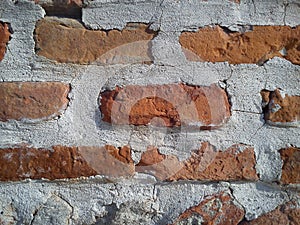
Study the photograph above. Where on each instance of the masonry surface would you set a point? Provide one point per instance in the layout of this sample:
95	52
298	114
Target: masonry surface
149	112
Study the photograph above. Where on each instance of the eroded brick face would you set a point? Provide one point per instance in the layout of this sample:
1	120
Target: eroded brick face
213	44
218	209
67	41
287	213
64	162
281	108
60	2
32	100
291	165
166	105
4	38
236	163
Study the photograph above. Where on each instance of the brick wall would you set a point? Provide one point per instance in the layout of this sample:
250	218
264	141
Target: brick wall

****

_Prompt_:
Without the pictures, retype the whole of the material above exactly.

_Result_:
Study the photograph above. Where on each instance of the masonry surface would you set a point? Provide one point per instance in the layout of this sample:
95	52
298	114
Target: masonry surface
149	112
Study the photograph above. Where on each instance of the eroded brick face would you set a point? Provide one point per instance in the layout of this sample:
1	120
Target: eroded brick face
213	44
218	209
67	41
287	213
64	162
281	108
60	2
32	100
291	165
166	105
4	38
236	163
Study the photograph above. Where on each instance of the brick wall would you set a point? Provide one point per instance in the layout of this sample:
250	218
264	141
Target: brick wall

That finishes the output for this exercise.